## [Extract to read]
· · · · · · ·
After getting production rolling I needed somewhere to store all the finished goods. When the trade caravans came rolling in in Autumn I would need to be able to trade stuff for an anvil to get my metalsmith making some armor and preparing a militia. With the need for storage of various things I built a warehouse by the expedition cart. Which is also the place where the lama hangs out. The warehouse had a food storage and kitchen attached to it. These would later be destroyed to move all storage into the mountain. Our dwarves wouldn’t want no thieves to come and steal all their stone cups. The roaming elephants could also prove to be a problem. Having only one dwarf able to wield an axe with the intention to kill could be highly problematic if the elephants decided to stampede through the outer settlement.
· · · · · · ·
## [Material]
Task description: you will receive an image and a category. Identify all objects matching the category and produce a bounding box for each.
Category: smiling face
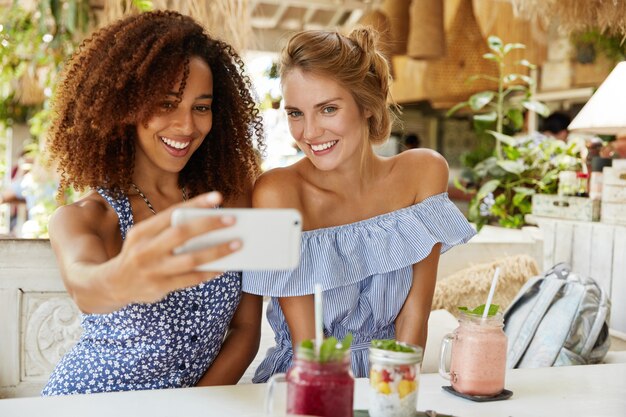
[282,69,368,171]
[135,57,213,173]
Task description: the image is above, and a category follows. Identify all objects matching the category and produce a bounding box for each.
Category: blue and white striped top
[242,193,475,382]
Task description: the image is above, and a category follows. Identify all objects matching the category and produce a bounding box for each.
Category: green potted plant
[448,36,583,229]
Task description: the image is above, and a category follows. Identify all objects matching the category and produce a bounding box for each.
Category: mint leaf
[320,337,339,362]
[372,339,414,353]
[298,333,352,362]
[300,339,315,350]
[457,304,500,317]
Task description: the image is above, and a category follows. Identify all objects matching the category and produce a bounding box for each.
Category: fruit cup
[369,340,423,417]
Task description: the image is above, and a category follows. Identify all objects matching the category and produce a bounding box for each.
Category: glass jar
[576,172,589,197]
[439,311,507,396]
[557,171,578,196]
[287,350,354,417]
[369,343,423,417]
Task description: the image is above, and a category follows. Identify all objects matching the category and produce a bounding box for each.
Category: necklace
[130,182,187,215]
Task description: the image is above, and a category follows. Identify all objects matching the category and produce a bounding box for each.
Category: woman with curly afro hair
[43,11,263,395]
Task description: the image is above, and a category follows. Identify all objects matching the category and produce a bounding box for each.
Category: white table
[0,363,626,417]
· · · · · · ·
Quote everything in the warehouse passage from "After getting production" down to "the outer settlement.", word for word.

## [Task result]
After getting production rolling I needed somewhere to store all the finished goods. When the trade caravans came rolling in in Autumn I would need to be able to trade stuff for an anvil to get my metalsmith making some armor and preparing a militia. With the need for storage of various things I built a warehouse by the expedition cart. Which is also the place where the lama hangs out. The warehouse had a food storage and kitchen attached to it. These would later be destroyed to move all storage into the mountain. Our dwarves wouldn’t want no thieves to come and steal all their stone cups. The roaming elephants could also prove to be a problem. Having only one dwarf able to wield an axe with the intention to kill could be highly problematic if the elephants decided to stampede through the outer settlement.